> INSTRUCTION
Copy all records verbatim.

> TASK DATA

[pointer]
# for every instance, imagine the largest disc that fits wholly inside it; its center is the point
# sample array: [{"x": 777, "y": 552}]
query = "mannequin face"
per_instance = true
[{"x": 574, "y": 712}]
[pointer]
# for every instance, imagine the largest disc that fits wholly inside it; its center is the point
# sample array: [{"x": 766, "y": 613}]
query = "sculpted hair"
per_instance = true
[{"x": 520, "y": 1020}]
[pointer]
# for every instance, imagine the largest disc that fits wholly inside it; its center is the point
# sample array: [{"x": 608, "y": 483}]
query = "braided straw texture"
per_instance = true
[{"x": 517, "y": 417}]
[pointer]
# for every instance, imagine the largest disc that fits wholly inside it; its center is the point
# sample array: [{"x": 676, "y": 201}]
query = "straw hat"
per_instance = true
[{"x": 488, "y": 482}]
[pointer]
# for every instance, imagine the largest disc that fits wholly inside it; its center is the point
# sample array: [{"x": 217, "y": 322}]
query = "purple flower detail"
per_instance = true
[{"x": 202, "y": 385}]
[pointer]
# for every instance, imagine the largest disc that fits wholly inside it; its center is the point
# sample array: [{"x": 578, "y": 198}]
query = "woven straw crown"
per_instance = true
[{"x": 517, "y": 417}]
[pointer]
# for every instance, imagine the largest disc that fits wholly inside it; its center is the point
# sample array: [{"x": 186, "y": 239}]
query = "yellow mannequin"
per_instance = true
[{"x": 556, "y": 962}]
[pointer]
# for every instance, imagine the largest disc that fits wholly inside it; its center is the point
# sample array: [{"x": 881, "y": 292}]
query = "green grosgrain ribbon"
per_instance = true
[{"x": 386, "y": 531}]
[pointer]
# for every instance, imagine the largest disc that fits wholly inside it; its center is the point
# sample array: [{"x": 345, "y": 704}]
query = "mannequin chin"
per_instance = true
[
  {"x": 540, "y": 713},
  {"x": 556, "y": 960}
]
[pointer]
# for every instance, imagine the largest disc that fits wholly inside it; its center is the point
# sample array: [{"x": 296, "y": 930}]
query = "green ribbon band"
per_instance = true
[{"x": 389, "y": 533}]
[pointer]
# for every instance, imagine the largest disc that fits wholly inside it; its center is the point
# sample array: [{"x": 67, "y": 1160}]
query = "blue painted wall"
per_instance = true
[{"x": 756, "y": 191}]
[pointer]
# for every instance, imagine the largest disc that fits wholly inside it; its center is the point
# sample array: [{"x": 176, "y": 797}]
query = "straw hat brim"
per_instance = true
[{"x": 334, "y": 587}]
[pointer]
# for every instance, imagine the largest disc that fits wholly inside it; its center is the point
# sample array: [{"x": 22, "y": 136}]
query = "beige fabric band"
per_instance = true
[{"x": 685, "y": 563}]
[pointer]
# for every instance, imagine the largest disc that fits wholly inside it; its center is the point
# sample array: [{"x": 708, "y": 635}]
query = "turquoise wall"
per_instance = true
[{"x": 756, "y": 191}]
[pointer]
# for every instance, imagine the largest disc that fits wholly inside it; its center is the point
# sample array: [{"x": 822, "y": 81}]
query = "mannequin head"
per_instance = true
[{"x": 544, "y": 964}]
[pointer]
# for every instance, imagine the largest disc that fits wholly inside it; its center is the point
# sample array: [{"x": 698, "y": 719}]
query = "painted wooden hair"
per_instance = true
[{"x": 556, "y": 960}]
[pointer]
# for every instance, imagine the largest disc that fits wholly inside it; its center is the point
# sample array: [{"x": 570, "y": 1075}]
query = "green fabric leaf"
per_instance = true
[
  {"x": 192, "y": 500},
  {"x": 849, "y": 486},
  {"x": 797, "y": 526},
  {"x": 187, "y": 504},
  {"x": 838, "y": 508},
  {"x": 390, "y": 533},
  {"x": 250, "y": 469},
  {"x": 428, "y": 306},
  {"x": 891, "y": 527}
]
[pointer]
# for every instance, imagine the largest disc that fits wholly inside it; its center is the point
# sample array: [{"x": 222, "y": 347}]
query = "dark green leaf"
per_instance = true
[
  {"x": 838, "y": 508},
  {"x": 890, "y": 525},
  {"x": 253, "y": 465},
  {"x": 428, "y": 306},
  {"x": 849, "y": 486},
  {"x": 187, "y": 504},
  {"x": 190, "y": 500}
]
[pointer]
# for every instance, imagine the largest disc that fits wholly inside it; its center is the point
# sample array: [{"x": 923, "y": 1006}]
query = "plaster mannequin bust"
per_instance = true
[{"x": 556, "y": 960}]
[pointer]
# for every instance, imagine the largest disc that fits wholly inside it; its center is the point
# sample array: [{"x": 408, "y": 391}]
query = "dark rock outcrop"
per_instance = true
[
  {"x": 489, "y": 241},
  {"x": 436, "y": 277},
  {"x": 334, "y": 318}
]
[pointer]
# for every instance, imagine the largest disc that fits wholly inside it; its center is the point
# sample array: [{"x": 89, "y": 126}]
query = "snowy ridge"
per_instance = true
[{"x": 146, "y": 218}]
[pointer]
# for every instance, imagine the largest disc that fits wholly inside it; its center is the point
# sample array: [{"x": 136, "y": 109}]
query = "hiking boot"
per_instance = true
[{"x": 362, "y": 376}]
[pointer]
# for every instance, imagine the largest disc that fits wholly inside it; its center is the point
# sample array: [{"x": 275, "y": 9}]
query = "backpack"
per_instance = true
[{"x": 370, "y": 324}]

> THE RESULT
[pointer]
# for every instance, imagine the largest disc that fits wholly inside it; its center is the point
# sample array: [{"x": 777, "y": 552}]
query = "mannequin face"
per_instance = true
[{"x": 574, "y": 712}]
[pointer]
# for every instance, imagine the largest disc that fits wholly inside it; its center is the point
# sample array: [{"x": 766, "y": 613}]
query = "sculpted hair"
per_instance = true
[{"x": 520, "y": 1020}]
[pointer]
# for every instance, imagine the largest disc that fits wholly inside it; its center is the point
# sample array: [{"x": 608, "y": 483}]
query = "braided straw texture"
per_instance = true
[{"x": 517, "y": 417}]
[pointer]
# for every instance, imagine the largest disc that fits wholly inside it; its center is the point
# sample array: [{"x": 676, "y": 201}]
query = "straw hat"
per_instance = true
[{"x": 488, "y": 482}]
[pointer]
# for every instance, imagine the largest disc that fits wholly inside it; its center is the point
# sample array: [{"x": 217, "y": 322}]
query = "purple flower detail"
per_instance = true
[{"x": 202, "y": 385}]
[pointer]
# for every instance, imagine the largest disc that fits wholly inside it; its center is the point
# sample array: [{"x": 578, "y": 198}]
query = "woven straw crown"
per_instance = true
[{"x": 517, "y": 417}]
[pointer]
# for every instance, imagine the largest disc that fits wholly inside it; its center is the point
# sample array: [{"x": 186, "y": 239}]
query = "yellow mannequin"
per_instance = true
[{"x": 556, "y": 962}]
[pointer]
# for every instance, imagine the largest disc that fits wholly inside it; its center is the point
# sample array: [{"x": 881, "y": 292}]
query = "green grosgrain ribbon"
per_instance = true
[{"x": 386, "y": 531}]
[pointer]
# for every instance, imagine the largest disc that fits wholly inside it; its center is the point
# sample array: [{"x": 345, "y": 704}]
query = "mannequin chin"
per_instance = true
[
  {"x": 540, "y": 713},
  {"x": 556, "y": 960}
]
[pointer]
# for every instance, imagine the largest disc that fits wholly inside it; its center is the point
# sample array: [{"x": 296, "y": 930}]
query = "green ribbon band"
per_instance = true
[{"x": 389, "y": 533}]
[pointer]
# for every instance, imagine the largest disc that fits wholly inside it; its center is the point
# sample array: [{"x": 67, "y": 1160}]
query = "blue painted wall"
per_instance = true
[{"x": 756, "y": 191}]
[pointer]
# for every instance, imagine the largest disc that fits wholly inside it; its center is the point
# sample array: [{"x": 176, "y": 797}]
query = "straw hat brim"
per_instance = true
[{"x": 334, "y": 587}]
[pointer]
# for every instance, imagine the largest disc that fits wholly inside it; its center is the point
# sample array: [{"x": 22, "y": 136}]
query = "beige fabric band"
per_instance = true
[{"x": 685, "y": 563}]
[pointer]
# for every instance, imagine the largest disc that fits wholly inside it; its center is the point
# sample array: [{"x": 708, "y": 635}]
query = "turquoise wall"
per_instance = true
[{"x": 756, "y": 191}]
[pointer]
# for every instance, imagine the largest disc that fits wholly inside it; its center is the point
# sample array: [{"x": 822, "y": 81}]
query = "mannequin head"
per_instance = true
[{"x": 544, "y": 964}]
[pointer]
# for every instance, imagine the largest disc that fits wholly inside it; its center is the point
# sample array: [{"x": 698, "y": 719}]
query = "painted wooden hair"
per_instance = true
[{"x": 556, "y": 960}]
[pointer]
# for every instance, imagine the largest disc that fits wholly inside it; its center is the point
# sample array: [{"x": 570, "y": 1075}]
query = "green fabric leaf"
per_instance = true
[
  {"x": 192, "y": 500},
  {"x": 849, "y": 486},
  {"x": 797, "y": 526},
  {"x": 187, "y": 504},
  {"x": 838, "y": 508},
  {"x": 390, "y": 533},
  {"x": 250, "y": 469},
  {"x": 428, "y": 306},
  {"x": 891, "y": 527}
]
[pointer]
# for every instance, imagine the largest disc that fits wholly inside it; its center is the point
# sample array: [{"x": 222, "y": 347}]
query = "dark green leaf"
per_instance = true
[
  {"x": 838, "y": 508},
  {"x": 890, "y": 525},
  {"x": 253, "y": 465},
  {"x": 428, "y": 306},
  {"x": 849, "y": 486},
  {"x": 187, "y": 504},
  {"x": 190, "y": 500}
]
[pointer]
# for every instance, imagine the largest disc that fits wholly inside it; its center is the point
# sample array: [{"x": 923, "y": 1006}]
query = "plaster mannequin bust"
per_instance = true
[{"x": 556, "y": 960}]
[pointer]
# for every instance, imagine the largest disc that fits wholly inside it; its center is the point
# sample array: [{"x": 408, "y": 391}]
query = "dark rock outcrop"
per_instance = true
[
  {"x": 489, "y": 241},
  {"x": 436, "y": 277},
  {"x": 334, "y": 318}
]
[pointer]
# for every instance, imagine the largest disc that fits wholly inside it; its center is the point
# sample array: [{"x": 89, "y": 126}]
query = "snowy ridge"
per_instance = true
[{"x": 146, "y": 218}]
[pointer]
# for every instance, imagine the largest disc that fits wholly inside it; its center is the point
# sample array: [{"x": 136, "y": 109}]
query = "hiking boot"
per_instance = true
[{"x": 362, "y": 376}]
[pointer]
# for every instance, imagine the largest disc that fits wholly inside it; its center is the point
# sample array: [{"x": 275, "y": 9}]
query = "backpack"
per_instance = true
[{"x": 370, "y": 324}]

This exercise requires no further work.